▶ _What you need to do_: The lines to repeat are those below from the one containing "Target: grassy slope" down to the one containing "Would you be so kind as to mark the cliff in", both included; reproduce them exactly and nothing else.

--- Working data ---

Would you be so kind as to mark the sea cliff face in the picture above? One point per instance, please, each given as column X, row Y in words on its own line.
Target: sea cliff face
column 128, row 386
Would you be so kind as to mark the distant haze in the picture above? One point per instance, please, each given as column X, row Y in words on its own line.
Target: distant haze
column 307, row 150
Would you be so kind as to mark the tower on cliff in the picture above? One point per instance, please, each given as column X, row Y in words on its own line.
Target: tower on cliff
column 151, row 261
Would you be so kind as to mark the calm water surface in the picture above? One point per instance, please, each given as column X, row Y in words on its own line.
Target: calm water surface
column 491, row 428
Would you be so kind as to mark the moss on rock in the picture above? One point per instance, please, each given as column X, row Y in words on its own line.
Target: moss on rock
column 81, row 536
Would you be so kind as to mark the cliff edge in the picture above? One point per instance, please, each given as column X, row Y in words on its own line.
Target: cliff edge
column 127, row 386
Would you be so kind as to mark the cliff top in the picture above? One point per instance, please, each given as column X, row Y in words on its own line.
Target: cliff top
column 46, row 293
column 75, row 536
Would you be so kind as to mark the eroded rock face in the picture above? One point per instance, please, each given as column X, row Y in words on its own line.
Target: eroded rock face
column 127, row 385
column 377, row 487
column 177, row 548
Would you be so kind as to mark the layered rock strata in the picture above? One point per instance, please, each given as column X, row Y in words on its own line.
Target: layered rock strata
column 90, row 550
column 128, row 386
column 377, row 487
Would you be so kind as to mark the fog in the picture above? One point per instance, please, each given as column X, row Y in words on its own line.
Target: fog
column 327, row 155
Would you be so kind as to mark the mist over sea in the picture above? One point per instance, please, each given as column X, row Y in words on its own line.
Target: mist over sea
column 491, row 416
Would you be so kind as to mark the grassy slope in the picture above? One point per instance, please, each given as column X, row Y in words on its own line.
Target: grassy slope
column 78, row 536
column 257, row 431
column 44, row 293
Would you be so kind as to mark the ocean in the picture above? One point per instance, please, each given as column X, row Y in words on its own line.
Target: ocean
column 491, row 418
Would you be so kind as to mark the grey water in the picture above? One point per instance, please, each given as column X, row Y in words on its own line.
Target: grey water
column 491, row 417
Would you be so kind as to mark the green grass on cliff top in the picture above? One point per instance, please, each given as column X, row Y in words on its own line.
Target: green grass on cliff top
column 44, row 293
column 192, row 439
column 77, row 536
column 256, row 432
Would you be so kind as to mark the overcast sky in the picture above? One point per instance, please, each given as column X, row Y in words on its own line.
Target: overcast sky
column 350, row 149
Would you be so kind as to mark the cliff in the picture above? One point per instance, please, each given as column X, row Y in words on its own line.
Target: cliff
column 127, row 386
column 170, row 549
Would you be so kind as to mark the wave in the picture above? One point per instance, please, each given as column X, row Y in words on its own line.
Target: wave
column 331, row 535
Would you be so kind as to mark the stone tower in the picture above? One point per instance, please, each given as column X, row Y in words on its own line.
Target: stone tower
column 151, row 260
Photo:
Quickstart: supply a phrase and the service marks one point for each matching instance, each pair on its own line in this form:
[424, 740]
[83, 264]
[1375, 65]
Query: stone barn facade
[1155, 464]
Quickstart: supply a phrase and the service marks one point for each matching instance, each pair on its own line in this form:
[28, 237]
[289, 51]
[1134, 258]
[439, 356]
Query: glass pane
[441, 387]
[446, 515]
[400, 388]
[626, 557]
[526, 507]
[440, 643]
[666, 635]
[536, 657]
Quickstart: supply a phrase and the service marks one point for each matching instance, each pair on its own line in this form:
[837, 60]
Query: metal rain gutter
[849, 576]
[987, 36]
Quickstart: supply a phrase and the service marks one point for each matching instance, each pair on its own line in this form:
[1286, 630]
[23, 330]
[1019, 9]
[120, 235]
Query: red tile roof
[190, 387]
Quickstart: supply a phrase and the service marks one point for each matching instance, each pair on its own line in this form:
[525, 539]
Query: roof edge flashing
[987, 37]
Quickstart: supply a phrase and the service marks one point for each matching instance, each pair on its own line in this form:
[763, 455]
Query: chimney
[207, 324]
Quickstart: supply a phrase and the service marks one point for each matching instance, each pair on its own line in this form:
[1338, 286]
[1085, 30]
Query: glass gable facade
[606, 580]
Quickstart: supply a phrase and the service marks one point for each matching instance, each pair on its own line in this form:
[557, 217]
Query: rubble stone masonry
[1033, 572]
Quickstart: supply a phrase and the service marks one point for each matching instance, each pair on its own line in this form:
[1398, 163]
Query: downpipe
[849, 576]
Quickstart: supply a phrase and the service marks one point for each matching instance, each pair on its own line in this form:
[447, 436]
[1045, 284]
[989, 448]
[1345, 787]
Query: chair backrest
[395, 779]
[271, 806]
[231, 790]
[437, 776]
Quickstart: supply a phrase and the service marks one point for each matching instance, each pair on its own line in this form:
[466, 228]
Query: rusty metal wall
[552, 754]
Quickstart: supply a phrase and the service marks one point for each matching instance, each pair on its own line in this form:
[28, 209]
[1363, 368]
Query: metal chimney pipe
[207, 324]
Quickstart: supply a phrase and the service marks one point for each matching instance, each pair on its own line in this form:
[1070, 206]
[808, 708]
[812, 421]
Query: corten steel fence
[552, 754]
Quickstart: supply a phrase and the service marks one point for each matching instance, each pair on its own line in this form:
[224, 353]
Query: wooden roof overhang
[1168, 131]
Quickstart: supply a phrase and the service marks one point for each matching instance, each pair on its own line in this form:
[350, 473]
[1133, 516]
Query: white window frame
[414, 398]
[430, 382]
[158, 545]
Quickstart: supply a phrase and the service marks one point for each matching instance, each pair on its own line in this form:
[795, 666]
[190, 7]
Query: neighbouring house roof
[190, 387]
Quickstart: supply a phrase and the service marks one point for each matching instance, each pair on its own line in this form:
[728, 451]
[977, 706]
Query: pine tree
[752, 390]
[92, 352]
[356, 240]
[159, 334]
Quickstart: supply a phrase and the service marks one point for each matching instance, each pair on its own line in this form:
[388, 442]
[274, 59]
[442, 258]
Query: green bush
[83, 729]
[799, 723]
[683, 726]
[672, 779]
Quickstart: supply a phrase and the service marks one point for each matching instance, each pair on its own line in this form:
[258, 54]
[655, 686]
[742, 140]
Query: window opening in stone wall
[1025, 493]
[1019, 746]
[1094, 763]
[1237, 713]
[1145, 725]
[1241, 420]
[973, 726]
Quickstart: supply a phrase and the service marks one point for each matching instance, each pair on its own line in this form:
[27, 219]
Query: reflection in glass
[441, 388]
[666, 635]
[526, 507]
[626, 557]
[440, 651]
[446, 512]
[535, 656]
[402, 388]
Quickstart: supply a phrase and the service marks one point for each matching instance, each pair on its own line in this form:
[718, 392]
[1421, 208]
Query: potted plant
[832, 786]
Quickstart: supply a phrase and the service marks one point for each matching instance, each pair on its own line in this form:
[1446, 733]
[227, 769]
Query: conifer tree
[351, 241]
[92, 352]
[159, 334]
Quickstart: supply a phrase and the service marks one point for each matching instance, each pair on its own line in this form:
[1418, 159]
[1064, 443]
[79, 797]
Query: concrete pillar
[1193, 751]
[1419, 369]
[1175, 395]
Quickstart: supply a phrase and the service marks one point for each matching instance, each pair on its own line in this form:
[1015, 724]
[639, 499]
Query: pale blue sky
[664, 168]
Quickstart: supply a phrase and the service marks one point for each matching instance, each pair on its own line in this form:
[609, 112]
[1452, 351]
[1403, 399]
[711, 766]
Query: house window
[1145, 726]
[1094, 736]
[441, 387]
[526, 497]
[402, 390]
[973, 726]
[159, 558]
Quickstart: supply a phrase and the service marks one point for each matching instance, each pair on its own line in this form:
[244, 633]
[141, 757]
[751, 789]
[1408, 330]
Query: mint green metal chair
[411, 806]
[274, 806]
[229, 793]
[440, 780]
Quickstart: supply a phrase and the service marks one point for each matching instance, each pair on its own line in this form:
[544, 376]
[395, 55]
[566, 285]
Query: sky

---

▶ _Result of the task_:
Target: grassy slope
column 78, row 536
column 257, row 431
column 44, row 293
Would you be so kind as to mark the ocean in the picture above? One point per instance, please, each given as column X, row Y in words on its own line.
Target: ocean
column 491, row 418
Would you be so kind as to mark the grey water in the picture above? One point per instance, please, each given as column X, row Y in words on its own line.
Target: grey water
column 491, row 417
Would you be so kind as to mark the green grass on cliff top in the picture above? One point per instance, please, each given as column X, row Y in words on its own line.
Target: green grass on cliff top
column 44, row 293
column 192, row 439
column 77, row 536
column 256, row 432
Would you be so kind as to mark the overcast sky in the picture above? One point per instance, please, each given as column X, row Y in words on its own line.
Target: overcast sky
column 350, row 149
Would you be so kind as to mark the cliff in the picture above? One point per instance, please, each given as column X, row Y in words on its own line.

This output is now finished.